# WORKING DATA:

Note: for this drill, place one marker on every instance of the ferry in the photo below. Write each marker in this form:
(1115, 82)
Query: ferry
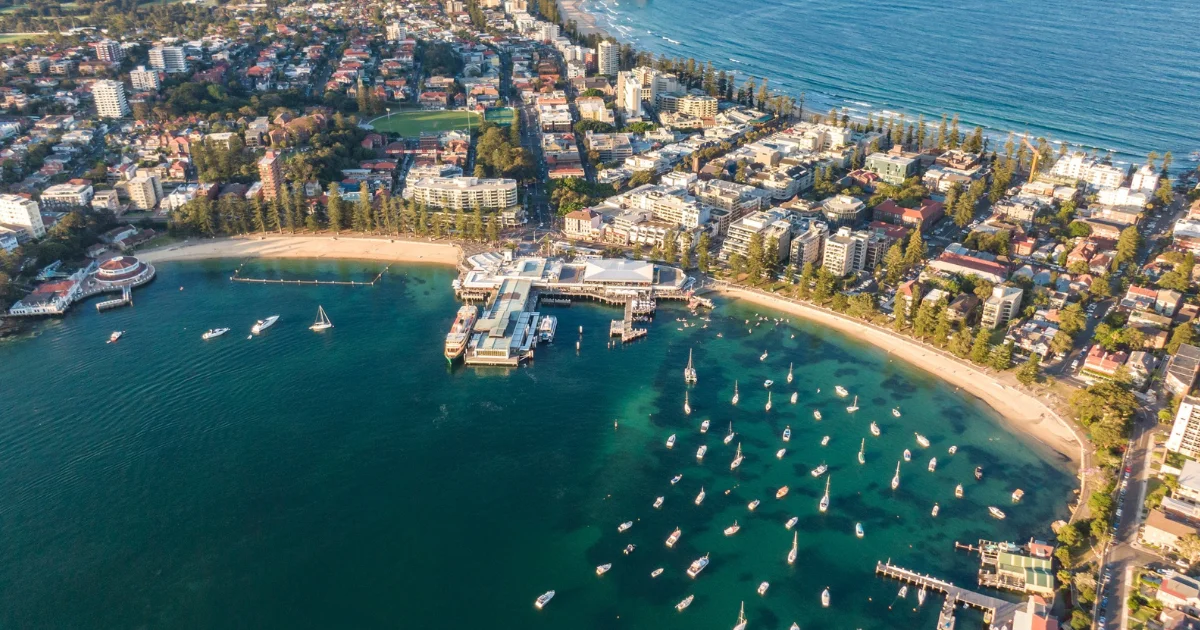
(460, 331)
(697, 567)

# SET EXERCISE:
Rewrite the rows above with every "ferry" changed to "boat" and everything else left as it is. Leave the pictures out of your answer.

# TASK SOLUTION:
Note: for this drill, place one marker on every instance of the boat in the photo below. Write each marker in this form:
(1115, 82)
Query: boat
(460, 331)
(697, 567)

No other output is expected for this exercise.